_The exercise_
Can you copy out the records word for word, from their very first line up to and including the line that contains "(307, 195), (318, 226)"?

===== Raw records =====

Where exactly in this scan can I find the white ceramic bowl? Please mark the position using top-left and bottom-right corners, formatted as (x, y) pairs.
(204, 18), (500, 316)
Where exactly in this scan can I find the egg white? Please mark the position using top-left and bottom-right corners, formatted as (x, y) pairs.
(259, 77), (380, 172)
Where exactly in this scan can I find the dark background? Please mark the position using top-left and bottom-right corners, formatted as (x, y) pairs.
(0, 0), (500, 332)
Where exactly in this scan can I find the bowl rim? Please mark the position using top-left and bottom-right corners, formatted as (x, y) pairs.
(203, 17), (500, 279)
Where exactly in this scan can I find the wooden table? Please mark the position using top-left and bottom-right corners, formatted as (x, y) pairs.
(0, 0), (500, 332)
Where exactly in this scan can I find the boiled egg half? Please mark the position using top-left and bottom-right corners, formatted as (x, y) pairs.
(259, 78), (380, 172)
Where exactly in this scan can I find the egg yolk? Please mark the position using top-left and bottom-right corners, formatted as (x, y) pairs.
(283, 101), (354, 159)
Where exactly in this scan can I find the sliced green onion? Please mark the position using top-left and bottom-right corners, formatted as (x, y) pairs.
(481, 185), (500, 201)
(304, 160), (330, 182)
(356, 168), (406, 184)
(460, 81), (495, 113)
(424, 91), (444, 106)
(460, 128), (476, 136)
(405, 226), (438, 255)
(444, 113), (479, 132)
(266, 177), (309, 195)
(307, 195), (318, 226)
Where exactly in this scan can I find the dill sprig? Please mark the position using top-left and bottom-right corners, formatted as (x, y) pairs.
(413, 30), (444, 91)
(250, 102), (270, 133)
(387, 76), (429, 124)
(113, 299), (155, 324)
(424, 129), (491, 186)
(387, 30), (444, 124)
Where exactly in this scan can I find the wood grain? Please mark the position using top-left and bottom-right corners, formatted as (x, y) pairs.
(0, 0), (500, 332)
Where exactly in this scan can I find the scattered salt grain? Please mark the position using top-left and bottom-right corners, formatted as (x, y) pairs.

=====

_Correct response_
Where exactly in this scan can I find the white ceramic bowl? Please mark the position using top-left and bottom-right corners, formatted as (x, y) pairs.
(204, 18), (500, 316)
Where exactly in this scan can I find the egg white? Please mark the position using top-left and bottom-right corners, formatted as (x, y) pairs.
(259, 77), (380, 172)
Where exactly in this scan can I find the dark background? Please mark the position using top-left and bottom-right corners, formatted as (x, y) pairs.
(0, 0), (500, 332)
Where exactly in this scan can I find the bowl rim? Please mark the position using top-left and bottom-right corners, formatted as (x, y) pairs.
(203, 17), (500, 279)
Where exactly in this scan can I find the wooden table? Please mark the position using top-left and bottom-right corners, formatted as (x, y) pairs.
(0, 0), (500, 332)
Where exactly in this scan can I find the boiled egg half? Please mark the position using top-left and bottom-right corners, formatted as (x, y) pairs.
(259, 78), (380, 172)
Where exactly in this scan can I find the egg yolk? Please mark the position using top-left and bottom-right corners, formatted as (x, y) pairs.
(283, 101), (354, 159)
Where exactly in this scan can I find the sliced green onion? Please mark the position using top-left and bottom-right corners, formatted as (x, y) pairs.
(481, 185), (500, 201)
(304, 160), (330, 182)
(356, 168), (406, 184)
(460, 81), (495, 113)
(424, 91), (444, 106)
(460, 128), (476, 136)
(405, 226), (438, 255)
(444, 113), (479, 132)
(266, 177), (309, 195)
(307, 195), (318, 226)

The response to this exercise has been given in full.